Working data »
■ ■ ■ ■ ■

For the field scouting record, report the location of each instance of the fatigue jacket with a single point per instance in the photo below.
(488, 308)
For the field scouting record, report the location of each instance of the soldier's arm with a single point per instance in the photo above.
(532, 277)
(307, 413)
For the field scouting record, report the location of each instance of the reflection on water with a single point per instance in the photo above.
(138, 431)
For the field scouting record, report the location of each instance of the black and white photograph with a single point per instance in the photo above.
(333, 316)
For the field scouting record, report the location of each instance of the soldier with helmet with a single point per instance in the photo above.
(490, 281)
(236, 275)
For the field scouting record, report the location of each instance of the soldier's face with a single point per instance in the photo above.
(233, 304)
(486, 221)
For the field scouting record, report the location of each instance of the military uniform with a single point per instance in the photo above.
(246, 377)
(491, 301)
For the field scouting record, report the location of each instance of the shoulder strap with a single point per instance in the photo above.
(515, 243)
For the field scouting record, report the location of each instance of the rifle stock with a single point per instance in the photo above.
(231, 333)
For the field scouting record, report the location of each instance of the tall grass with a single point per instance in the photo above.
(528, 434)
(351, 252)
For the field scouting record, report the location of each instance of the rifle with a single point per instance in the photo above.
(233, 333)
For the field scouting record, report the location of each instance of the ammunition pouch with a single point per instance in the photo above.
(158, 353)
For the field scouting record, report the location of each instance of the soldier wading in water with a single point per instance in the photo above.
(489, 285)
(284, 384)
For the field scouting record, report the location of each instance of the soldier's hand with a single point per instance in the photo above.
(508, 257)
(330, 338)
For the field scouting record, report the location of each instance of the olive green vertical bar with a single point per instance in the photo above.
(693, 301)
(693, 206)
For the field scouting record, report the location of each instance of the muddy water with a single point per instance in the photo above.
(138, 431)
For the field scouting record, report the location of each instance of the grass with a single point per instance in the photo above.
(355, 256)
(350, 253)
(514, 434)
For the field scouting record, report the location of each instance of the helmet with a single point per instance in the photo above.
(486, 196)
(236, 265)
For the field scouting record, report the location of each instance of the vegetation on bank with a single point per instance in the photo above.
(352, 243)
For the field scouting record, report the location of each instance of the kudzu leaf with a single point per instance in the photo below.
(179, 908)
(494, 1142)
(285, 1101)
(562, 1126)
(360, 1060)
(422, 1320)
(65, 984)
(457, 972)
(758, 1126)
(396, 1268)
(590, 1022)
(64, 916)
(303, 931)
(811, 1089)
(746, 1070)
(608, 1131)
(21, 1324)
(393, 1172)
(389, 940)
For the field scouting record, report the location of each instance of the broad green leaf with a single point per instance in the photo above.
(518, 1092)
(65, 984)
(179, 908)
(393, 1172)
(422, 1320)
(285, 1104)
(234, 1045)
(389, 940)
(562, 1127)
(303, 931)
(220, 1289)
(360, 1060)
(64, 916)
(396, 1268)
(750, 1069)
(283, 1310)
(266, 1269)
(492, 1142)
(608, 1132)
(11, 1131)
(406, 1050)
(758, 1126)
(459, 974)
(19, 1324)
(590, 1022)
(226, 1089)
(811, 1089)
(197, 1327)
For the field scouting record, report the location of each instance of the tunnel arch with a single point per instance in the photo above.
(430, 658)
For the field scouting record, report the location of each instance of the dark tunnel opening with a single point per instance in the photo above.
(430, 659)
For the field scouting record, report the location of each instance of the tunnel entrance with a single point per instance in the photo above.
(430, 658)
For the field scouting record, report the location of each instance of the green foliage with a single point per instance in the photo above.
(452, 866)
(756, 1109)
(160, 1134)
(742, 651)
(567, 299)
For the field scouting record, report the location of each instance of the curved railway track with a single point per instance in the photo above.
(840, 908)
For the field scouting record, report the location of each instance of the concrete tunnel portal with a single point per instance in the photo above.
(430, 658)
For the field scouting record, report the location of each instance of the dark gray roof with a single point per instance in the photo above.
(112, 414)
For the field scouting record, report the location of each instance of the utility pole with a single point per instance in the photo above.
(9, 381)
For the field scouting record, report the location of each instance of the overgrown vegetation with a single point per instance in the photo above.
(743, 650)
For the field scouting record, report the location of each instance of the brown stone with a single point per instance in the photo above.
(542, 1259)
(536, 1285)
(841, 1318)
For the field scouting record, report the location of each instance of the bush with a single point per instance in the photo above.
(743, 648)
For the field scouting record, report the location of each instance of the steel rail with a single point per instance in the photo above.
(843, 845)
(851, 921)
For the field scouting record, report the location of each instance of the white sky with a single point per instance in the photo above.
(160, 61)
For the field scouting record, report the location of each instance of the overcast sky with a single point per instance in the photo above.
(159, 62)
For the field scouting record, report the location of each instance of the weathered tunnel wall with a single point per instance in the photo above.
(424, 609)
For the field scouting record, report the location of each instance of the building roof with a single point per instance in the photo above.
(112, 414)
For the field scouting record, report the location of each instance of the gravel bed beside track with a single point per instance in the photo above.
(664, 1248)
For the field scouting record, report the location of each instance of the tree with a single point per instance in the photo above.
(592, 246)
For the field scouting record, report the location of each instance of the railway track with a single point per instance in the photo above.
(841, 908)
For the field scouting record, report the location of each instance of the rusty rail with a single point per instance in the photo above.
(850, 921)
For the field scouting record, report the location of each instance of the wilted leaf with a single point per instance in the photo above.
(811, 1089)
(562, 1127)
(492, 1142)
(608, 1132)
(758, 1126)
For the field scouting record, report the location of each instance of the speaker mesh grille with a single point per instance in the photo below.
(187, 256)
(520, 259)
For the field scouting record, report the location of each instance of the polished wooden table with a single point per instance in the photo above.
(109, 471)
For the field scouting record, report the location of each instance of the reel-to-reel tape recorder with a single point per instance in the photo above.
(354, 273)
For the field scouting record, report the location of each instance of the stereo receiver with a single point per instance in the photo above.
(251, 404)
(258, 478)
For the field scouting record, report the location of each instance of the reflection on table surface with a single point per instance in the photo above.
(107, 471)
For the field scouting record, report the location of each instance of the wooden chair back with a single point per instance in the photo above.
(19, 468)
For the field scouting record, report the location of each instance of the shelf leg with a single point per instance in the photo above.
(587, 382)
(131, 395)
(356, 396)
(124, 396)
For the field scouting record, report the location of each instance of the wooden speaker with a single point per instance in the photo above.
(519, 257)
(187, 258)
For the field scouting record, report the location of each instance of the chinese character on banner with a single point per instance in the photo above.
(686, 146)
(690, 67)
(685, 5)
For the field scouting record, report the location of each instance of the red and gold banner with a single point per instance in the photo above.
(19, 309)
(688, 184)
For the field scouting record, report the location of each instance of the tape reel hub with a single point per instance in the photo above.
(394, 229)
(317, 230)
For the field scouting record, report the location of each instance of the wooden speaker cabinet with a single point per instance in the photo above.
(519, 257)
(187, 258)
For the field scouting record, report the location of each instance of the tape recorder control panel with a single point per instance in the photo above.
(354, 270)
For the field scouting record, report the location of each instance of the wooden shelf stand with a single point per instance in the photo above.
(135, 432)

■ ■ ■ ■ ■

Goal of the exercise »
Copy the material above back out, exactly as written.

Exercise output »
For the field scouting record, report the location of each instance of the fatigue jacket with a single point per instance in the photo below.
(488, 308)
For the field scouting record, report the location of each instance of the soldier's arm with a single point per instance in the photo above.
(532, 277)
(307, 413)
For the field scouting record, report the location of each instance of the reflection on water with a single point per instance in the photo above.
(138, 431)
For the field scouting record, report the location of each instance of the black and white photograph with a single point per instance in the photo above.
(333, 316)
For the field scouting record, report the location of each instance of the soldier with helmet with a single point per instance in the photo above.
(490, 281)
(236, 275)
For the field scouting record, report the location of each instance of the soldier's face with a single point per instance in the photo above.
(233, 304)
(486, 221)
For the field scouting record, report the location of each instance of the military uniform with a single point per instance in the photo above.
(246, 377)
(491, 301)
For the field scouting record, report the location of each instance of the shoulder strap with a single point per instance in the photo above.
(515, 243)
For the field scouting record, report the location of each instance of the rifle stock with a single point per instance in the photo above.
(231, 333)
For the field scouting record, report the location of each instance of the tall grass with a single point per instance in the photo above.
(528, 434)
(351, 252)
For the field scouting record, report the location of each instance of the rifle with a single point per instance in the photo above.
(233, 333)
For the field scouting record, report the location of each instance of the ammunition pouch with a single point per instance in the photo above.
(158, 353)
For the field scouting record, report the location of each instance of the soldier wading in water with a single point per instance in the photo above.
(489, 285)
(284, 384)
For the field scouting record, report the location of each instance of the soldier's hand with a single point per instance in the photo above.
(508, 257)
(330, 338)
For the field scouting record, report the location of each instance of the olive green vertical bar with a single point per instance in the photo above.
(693, 301)
(693, 206)
For the field scouting record, report the location of each instance of the muddy water with a single point per instance in the photo above.
(138, 431)
For the field scouting record, report the location of each instance of the grass with a single point per instance in the photo above.
(355, 256)
(350, 253)
(514, 434)
For the field scouting record, report the location of each instance of the helmet with a single point per instance in the photo above.
(486, 196)
(236, 265)
For the field scouting record, report the location of each instance of the vegetation on bank with a single point per instance in the photo above.
(352, 243)
For the field scouting record, report the location of each instance of the kudzu leaf with a single point per instance in the photo below.
(179, 908)
(494, 1142)
(285, 1101)
(562, 1126)
(360, 1060)
(422, 1320)
(65, 984)
(457, 972)
(758, 1126)
(396, 1268)
(590, 1022)
(64, 916)
(303, 931)
(811, 1089)
(746, 1070)
(608, 1131)
(21, 1324)
(393, 1172)
(389, 940)
For the field scouting record, report the location of each instance of the broad green leaf with a single point per instance in the photo above.
(518, 1092)
(65, 984)
(179, 908)
(393, 1172)
(422, 1320)
(285, 1104)
(234, 1045)
(389, 940)
(562, 1127)
(303, 931)
(220, 1289)
(360, 1060)
(64, 916)
(396, 1268)
(750, 1069)
(283, 1310)
(266, 1269)
(492, 1142)
(608, 1132)
(11, 1131)
(406, 1050)
(758, 1126)
(459, 974)
(19, 1324)
(590, 1022)
(226, 1089)
(811, 1089)
(197, 1327)
For the field scouting record, report the location of each instance of the tunnel arch with a single point per instance in the photo above.
(430, 658)
For the field scouting record, report the location of each instance of the dark tunnel opening with a single point per instance in the photo above.
(430, 659)
For the field scouting record, report the location of each instance of the tunnel entrance with a single point per instance in the photo above.
(430, 658)
For the field scouting record, report the location of each instance of the green foliage with a single point per instance in the photo above.
(452, 866)
(756, 1109)
(160, 1134)
(742, 651)
(567, 299)
For the field scouting record, report the location of each instance of the curved railway track with a single point per instance in the photo above.
(840, 908)
For the field scouting record, report the location of each instance of the concrete tunnel portal with a single point per instance in the photo above.
(430, 658)
For the field scouting record, report the location of each instance of the dark gray roof with a single point per instance in the photo above.
(112, 414)
For the field scouting record, report the location of each instance of the utility pole with a single point per instance in the photo above.
(9, 381)
For the field scouting record, report the location of each instance of the overgrown vegetation with a single point per instance in the photo above.
(743, 650)
For the field scouting record, report the location of each instance of the brown stone with a single point per instance in the photo above.
(542, 1259)
(536, 1285)
(841, 1318)
For the field scouting record, report the location of each instance of the bush with a single point per instance in the photo above.
(743, 648)
For the field scouting record, report the location of each instance of the steel rail with a single point per instance in the photo above.
(843, 845)
(851, 921)
For the field scouting record, report the location of each instance of the white sky with a single point per instance in the photo above.
(160, 61)
For the field scouting record, report the location of each instance of the overcast sky with a single point per instance in the photo above.
(159, 62)
For the field scouting record, report the location of each instance of the weathered tunnel wall with a single point per instance in the photo above.
(424, 609)
For the field scouting record, report the location of each instance of the building roof with a single point per instance in the photo above.
(112, 414)
For the field scouting record, report the location of each instance of the gravel bed beside track with a single point per instance in the photo above.
(664, 1248)
For the field scouting record, report the location of each instance of the tree with a single point per instance in the photo above.
(592, 246)
For the field scouting record, report the location of each instance of the railway track with a single point per instance in the photo above.
(841, 908)
For the field scouting record, report the location of each instance of the rusty rail with a single point per instance in the photo above.
(850, 921)
For the field scouting record, report the location of each instance of the wilted leaf with a single point per instance in the photo above.
(811, 1089)
(562, 1127)
(492, 1142)
(608, 1132)
(758, 1126)
For the field scouting record, report the location of each instance of the speaker mesh grille with a single point per instance in the photo below.
(187, 256)
(520, 259)
For the field scouting record, report the location of each instance of the polished wooden table with a single point per instance in the photo above.
(109, 471)
For the field scouting record, report the location of each instance of the reel-to-reel tape recorder with a single point per instance in the photo above.
(354, 273)
For the field scouting record, report the location of each instance of the stereo receiver with a single point per instance in the photo above.
(251, 404)
(258, 478)
For the field scouting record, report the location of each instance of the reflection on table surface with a single point per instance in the photo above.
(107, 471)
For the field scouting record, report the location of each instance of the wooden chair back with a single point per instance in the photo above.
(19, 468)
For the field scouting record, report the location of each instance of the shelf leg with a single point per instance in the photo above.
(587, 382)
(131, 395)
(356, 396)
(124, 396)
For the field scouting record, report the location of each instance of the wooden speaker with a single point per instance in the photo above.
(519, 257)
(187, 258)
For the field scouting record, report the location of each instance of the chinese character on banner with a single point per instance in the photo above.
(686, 146)
(690, 67)
(685, 5)
For the field scouting record, report the location of each instance of the red and gold banner with a single point per instance in the photo above.
(19, 309)
(688, 184)
For the field scouting record, report the location of each instance of the tape reel hub with a single point per instance in the photo above.
(394, 229)
(317, 230)
For the field scouting record, report the location of each instance of the wooden speaker cabinet with a single point per instance in the photo above.
(519, 257)
(187, 258)
For the field scouting record, report the location of each instance of the tape recorder control panel with a single point per instance in the photo above.
(354, 270)
For the field scouting record, report the location of each instance of the wooden shelf stand with a single point per instance in the photo above.
(135, 432)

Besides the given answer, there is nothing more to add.